● **Work request**
Look in the data below for the line that contains "Find the team". Copy that line and the remaining lines exactly.

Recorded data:
▼

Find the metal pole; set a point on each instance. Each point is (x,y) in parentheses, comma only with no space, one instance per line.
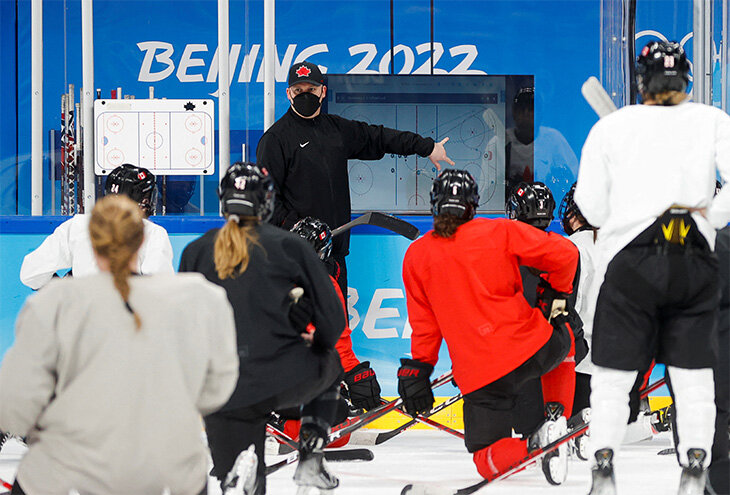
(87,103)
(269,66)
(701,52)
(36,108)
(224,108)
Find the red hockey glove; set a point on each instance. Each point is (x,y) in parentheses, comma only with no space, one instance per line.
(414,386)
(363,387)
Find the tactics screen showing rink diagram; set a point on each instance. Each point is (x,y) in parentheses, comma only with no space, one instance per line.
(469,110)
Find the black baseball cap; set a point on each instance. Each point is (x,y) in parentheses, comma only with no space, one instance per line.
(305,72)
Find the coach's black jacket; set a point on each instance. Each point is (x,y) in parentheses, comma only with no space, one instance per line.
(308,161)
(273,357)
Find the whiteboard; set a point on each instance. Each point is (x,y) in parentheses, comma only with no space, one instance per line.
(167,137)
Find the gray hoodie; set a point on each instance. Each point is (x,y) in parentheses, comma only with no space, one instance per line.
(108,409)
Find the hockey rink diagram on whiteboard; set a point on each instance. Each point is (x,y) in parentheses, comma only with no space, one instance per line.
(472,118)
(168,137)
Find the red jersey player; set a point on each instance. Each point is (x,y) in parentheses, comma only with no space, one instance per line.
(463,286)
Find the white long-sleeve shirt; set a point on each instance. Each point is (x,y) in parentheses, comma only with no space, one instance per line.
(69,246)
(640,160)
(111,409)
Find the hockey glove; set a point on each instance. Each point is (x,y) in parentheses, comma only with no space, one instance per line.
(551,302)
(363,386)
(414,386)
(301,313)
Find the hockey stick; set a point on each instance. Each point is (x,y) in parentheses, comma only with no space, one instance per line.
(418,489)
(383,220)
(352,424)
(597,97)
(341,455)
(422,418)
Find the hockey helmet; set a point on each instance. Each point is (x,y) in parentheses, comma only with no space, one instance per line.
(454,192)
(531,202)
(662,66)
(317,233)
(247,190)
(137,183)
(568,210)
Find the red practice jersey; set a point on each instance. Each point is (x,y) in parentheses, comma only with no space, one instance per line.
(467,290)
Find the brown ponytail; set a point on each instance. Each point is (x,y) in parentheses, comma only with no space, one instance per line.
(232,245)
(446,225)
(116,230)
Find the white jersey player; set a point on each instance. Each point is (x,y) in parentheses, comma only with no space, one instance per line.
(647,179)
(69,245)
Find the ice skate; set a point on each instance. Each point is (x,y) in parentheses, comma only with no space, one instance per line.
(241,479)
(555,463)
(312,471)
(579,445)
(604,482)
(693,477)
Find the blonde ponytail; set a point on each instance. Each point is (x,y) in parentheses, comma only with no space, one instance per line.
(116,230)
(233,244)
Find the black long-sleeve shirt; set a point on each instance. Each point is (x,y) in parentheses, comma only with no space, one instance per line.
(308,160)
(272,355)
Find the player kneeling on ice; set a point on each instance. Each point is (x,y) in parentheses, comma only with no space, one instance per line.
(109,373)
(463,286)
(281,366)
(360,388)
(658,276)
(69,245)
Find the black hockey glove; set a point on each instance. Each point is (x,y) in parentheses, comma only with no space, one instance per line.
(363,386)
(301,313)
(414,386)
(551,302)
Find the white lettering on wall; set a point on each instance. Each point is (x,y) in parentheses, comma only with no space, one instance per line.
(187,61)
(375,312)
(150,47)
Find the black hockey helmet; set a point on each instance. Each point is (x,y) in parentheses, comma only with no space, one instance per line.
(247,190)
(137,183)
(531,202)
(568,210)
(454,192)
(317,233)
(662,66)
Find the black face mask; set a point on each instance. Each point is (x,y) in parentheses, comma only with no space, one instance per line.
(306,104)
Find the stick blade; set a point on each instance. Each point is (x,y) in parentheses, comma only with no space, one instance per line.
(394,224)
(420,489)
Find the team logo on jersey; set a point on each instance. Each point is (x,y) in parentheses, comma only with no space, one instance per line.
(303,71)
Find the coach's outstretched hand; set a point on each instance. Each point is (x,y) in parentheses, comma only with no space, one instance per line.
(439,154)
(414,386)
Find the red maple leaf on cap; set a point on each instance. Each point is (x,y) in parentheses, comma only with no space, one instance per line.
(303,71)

▲

● **Response to the exercise**
Find the team logo on jersey; set a point on each instance. Each point is (x,y) in parentheses, comma only with no space, one instance per line.
(303,71)
Find the coach's outstretched hand; set a point on each instance. Each point is (x,y) in parentheses, comma only with no space, one instance per line.
(439,154)
(414,386)
Find the red maple leaf on cap; set a point on each instance. Each point is (x,y) in parentheses, comma only with no space, one instance per line.
(303,71)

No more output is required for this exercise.